Yapılan anlaşmalar, İsviçre’nin izlediği yöntemin diğer ülkeler tarafından takip edilmesi hâlinde, zaten sera gazı salımını azaltmanın zor olduğu daha zengin ülkelerde karbon azaltımına ilişkin bu sürecin daha da geciktirilebileceği endişesini ortaya çıkarıyor.
Dünyanın en zengin ülkelerinden biri olan İsviçre’nin nispeten “iddialı” bir iklim hedefine sahip olduğu söylenebilir. Öyle ki İsviçre, sera gazı salımını 2030 yılına kadar yarı yarıya azaltacağını taahhüt etmişti.
Buna karşın İsviçrelilerin “kendi sınırları içerisinde” salımı bu kadar azaltma niyetinde olduğunu söylemek mevcut durumda pek mümkün görünmüyor. Bunun yerine İsviçre, Gana ya da Dominika gibi görece yoksul ülkelere emisyonlarını azaltmaları için ödeme yaparak karşılığında puan kazanmayı hedefliyor.
Bu yöntemin nasıl işleyeceğine dair bir örnek vermek gerekirse, İsviçre, Gana’daki beş milyon haneye verimli aydınlatma ve daha temiz sobalar kurulması için ödeme yapacak; bu kurulumlar, hanelerin yemek pişirmek için odun yakmaktan vazgeçmesine ve sera gazı salımlarının azaltılmasına katkıda bulunacak. Daha sonra ise bu salım azaltımları Gana yerine İsviçre’nin iklim hedefleri doğrultusunda kaydetmiş olduğu ilerleme olarak sayılacak.

Görev 1 = İsviçre'nin iklim hedefini anlatan metne göre İsviçre, sera gazı salımını 2030 yılına kadar ne ölçüde azaltmayı taahhüt etmişti?

Kullanılacak kayıtlar =
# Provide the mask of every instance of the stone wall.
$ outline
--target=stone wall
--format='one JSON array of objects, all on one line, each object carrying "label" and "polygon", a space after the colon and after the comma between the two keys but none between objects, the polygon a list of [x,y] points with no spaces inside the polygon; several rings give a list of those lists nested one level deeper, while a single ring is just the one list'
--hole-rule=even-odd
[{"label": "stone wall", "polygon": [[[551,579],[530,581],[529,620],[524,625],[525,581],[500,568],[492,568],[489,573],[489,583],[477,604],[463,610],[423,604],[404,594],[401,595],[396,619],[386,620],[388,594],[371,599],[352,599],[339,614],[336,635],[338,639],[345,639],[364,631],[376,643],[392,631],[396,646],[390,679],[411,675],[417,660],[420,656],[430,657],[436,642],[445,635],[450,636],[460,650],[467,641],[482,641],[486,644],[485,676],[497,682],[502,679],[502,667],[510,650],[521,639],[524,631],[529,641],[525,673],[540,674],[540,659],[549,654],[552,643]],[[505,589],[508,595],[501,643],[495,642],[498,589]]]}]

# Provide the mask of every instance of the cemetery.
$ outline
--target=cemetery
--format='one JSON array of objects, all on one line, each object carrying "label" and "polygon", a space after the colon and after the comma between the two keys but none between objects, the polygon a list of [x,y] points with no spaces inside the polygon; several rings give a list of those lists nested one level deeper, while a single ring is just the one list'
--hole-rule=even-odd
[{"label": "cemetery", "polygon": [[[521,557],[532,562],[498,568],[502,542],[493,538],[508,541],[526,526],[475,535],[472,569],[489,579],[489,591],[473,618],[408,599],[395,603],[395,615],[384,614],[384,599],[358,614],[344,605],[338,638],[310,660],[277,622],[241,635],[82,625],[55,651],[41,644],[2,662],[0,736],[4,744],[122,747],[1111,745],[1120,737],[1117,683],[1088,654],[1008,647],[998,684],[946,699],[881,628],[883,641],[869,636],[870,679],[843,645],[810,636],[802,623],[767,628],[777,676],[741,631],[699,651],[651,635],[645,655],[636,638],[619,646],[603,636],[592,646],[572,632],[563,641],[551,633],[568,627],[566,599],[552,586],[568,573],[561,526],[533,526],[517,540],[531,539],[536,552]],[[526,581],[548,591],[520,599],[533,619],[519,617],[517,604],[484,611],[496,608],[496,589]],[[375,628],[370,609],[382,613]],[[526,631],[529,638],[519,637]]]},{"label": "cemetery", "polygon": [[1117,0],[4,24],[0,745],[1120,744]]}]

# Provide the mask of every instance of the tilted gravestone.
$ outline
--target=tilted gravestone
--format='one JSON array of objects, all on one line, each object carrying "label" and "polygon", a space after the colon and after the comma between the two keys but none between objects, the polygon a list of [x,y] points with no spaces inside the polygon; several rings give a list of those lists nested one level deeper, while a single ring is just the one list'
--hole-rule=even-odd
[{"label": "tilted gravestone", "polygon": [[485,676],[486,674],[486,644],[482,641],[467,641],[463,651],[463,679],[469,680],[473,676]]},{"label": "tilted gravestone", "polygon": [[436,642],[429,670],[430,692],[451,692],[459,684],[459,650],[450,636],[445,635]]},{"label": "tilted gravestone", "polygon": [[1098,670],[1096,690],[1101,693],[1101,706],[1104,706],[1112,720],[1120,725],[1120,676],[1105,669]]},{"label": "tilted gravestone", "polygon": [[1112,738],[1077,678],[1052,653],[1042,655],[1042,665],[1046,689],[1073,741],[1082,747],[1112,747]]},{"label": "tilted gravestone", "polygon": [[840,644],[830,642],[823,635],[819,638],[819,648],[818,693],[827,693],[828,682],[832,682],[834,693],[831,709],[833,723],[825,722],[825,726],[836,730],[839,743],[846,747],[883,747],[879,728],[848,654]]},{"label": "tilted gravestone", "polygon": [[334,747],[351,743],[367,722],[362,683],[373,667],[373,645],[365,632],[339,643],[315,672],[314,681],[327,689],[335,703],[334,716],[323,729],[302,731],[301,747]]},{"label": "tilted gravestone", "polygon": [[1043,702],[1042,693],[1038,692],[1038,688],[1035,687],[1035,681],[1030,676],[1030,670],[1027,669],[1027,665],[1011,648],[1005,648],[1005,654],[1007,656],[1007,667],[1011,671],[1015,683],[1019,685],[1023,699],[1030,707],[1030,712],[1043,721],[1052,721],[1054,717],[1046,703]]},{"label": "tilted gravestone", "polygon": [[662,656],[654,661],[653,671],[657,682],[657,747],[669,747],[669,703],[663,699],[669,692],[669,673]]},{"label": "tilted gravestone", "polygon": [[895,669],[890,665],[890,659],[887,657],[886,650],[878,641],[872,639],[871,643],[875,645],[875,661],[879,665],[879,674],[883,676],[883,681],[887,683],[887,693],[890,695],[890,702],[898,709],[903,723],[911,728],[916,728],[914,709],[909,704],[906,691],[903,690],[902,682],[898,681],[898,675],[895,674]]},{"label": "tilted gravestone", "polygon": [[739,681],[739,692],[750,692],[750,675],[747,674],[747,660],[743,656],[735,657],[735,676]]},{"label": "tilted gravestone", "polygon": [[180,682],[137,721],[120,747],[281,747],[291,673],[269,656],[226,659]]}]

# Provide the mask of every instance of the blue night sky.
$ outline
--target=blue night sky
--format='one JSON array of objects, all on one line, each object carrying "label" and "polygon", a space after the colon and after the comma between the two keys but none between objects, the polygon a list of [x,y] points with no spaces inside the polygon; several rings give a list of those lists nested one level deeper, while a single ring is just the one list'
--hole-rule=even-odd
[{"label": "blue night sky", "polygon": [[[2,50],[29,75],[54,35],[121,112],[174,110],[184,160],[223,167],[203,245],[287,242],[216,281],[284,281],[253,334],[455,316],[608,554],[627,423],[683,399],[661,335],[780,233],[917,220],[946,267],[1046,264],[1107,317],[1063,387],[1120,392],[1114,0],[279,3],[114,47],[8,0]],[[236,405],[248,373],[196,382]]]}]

Görev 2 = Kayıtlarda "# Provide the mask of every instance of the blue" ifadesinin geçtiği satırdan başlayıp kayıtların sonuna kadar giden satırları, iki uç da dahil olmak üzere, "even-odd" ifadesini "nonzero" ile değiştirerek lütfen yeniden yazın. Yalnızca bu satırları verin ve başka hiçbir şeye dokunmayın.

Görevin çözümü 1 = Yarı yarıya azaltmayı taahhüt etmişti.

Görevin çözümü 2 =
# Provide the mask of every instance of the blue night sky.
$ outline
--target=blue night sky
--format='one JSON array of objects, all on one line, each object carrying "label" and "polygon", a space after the colon and after the comma between the two keys but none between objects, the polygon a list of [x,y] points with no spaces inside the polygon; several rings give a list of those lists nested one level deeper, while a single ring is just the one list'
--hole-rule=nonzero
[{"label": "blue night sky", "polygon": [[[2,50],[29,75],[54,35],[121,112],[174,110],[184,160],[223,167],[203,245],[287,242],[216,281],[284,281],[253,334],[455,316],[608,554],[627,423],[683,399],[661,335],[780,233],[917,220],[946,267],[1046,264],[1107,317],[1063,387],[1120,392],[1114,0],[279,3],[114,47],[8,0]],[[236,405],[248,373],[196,382]]]}]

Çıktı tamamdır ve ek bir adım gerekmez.